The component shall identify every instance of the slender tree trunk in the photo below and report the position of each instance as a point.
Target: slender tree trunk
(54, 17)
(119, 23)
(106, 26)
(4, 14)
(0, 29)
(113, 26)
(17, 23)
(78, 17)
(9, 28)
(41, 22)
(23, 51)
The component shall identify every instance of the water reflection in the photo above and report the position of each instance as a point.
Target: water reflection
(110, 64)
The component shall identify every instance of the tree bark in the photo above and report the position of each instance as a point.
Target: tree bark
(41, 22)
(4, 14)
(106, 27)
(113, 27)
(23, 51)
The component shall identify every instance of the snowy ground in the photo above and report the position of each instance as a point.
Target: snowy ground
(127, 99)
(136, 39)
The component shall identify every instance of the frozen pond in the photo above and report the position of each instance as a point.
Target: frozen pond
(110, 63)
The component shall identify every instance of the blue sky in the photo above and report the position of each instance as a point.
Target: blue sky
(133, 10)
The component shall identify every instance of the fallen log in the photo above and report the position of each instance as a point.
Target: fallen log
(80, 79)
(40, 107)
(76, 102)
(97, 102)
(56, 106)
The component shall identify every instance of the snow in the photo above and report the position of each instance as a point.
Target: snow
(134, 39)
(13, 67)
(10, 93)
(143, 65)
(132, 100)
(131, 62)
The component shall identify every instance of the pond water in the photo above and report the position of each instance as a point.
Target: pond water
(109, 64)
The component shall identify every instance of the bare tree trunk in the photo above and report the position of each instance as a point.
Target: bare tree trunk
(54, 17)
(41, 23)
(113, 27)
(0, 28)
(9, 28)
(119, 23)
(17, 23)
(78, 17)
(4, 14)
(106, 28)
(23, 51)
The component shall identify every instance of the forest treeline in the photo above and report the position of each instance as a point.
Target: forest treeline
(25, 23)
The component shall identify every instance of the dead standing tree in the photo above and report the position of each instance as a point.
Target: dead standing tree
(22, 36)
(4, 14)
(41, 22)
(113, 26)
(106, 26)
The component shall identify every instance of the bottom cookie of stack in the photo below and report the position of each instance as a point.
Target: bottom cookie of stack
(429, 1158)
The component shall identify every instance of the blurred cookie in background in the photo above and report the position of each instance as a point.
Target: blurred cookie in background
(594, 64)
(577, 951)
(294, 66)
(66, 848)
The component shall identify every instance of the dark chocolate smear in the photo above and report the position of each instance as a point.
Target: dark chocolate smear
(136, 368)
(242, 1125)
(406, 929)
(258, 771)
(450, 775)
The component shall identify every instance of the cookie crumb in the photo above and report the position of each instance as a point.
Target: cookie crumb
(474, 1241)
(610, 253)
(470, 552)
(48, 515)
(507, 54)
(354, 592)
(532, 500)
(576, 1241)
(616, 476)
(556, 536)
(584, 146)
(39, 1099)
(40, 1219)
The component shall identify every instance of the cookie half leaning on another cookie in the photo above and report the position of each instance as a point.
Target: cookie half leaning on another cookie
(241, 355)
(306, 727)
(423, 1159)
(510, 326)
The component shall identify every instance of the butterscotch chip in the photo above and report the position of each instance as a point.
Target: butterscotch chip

━━━━━━━━

■ Problem to work on: Print again the material above, limited to the lines from the one holding "Target: cookie half leaning on another cookie" through the last, inclusive.

■ Solution to this problem:
Target: cookie half leaning on another cookie
(241, 355)
(306, 727)
(423, 1159)
(510, 326)
The component shall identify every instance of the butterscotch chip in the photo above and report the position of each instance as a point.
Target: butterscotch chip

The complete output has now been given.